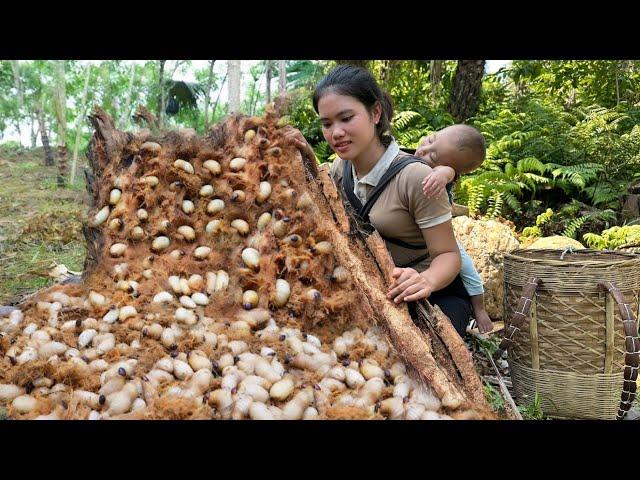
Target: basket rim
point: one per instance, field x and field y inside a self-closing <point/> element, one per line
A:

==

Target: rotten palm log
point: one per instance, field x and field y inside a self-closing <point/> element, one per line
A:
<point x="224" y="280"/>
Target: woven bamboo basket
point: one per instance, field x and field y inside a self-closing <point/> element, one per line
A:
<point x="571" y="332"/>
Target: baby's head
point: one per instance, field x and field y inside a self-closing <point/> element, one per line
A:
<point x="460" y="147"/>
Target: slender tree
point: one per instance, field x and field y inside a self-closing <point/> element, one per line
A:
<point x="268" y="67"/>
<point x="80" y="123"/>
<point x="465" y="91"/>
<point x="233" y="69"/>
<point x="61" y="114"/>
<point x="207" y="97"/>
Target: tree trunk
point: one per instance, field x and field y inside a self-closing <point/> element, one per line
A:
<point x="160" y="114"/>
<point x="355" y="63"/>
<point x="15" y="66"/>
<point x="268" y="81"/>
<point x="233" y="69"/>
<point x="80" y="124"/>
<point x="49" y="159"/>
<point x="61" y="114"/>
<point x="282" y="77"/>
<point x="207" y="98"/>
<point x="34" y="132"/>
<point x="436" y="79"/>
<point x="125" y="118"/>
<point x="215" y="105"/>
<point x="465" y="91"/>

## The problem
Gather every line of the material above that contains the string "Target", matching case exactly, and copy each one in full.

## Completed exercise
Target: basket rim
Target: rotten palm log
Target: woven bamboo basket
Target: baby's head
Target: slender tree
Target: tree trunk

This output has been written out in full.